WORK TO BE COMPLETED → Below are records; how many of their lines contain "store"? Reply with the number and no other words.

TASK INPUTS →
::::::::::
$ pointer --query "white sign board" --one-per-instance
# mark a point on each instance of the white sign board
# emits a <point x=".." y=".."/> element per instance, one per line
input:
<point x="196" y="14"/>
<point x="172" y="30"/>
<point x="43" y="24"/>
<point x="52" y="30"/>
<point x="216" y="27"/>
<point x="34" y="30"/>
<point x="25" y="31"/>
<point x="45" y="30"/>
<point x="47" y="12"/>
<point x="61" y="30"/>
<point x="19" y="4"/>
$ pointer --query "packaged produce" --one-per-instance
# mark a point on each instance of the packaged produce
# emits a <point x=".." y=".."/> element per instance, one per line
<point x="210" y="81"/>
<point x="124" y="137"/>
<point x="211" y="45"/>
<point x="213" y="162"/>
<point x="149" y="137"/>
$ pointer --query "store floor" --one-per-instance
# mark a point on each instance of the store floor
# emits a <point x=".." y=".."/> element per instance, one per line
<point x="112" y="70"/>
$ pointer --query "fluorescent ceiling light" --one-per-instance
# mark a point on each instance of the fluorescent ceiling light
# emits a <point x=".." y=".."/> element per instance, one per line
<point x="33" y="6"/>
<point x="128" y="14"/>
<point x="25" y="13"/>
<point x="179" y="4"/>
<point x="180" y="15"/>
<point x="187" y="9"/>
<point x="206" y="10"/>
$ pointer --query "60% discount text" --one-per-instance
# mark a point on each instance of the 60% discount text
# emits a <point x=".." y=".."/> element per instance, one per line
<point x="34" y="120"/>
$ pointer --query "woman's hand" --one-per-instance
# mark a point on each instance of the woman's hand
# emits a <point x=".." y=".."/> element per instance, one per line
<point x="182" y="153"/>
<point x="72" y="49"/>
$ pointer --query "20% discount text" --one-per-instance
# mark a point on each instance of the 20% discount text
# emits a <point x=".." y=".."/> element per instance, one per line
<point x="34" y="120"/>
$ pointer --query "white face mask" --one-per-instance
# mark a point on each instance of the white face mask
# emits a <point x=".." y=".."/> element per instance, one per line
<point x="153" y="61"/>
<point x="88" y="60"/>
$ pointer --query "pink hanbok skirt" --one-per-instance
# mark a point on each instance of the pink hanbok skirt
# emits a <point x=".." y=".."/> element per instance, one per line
::::::::::
WRITTEN SOLUTION → 2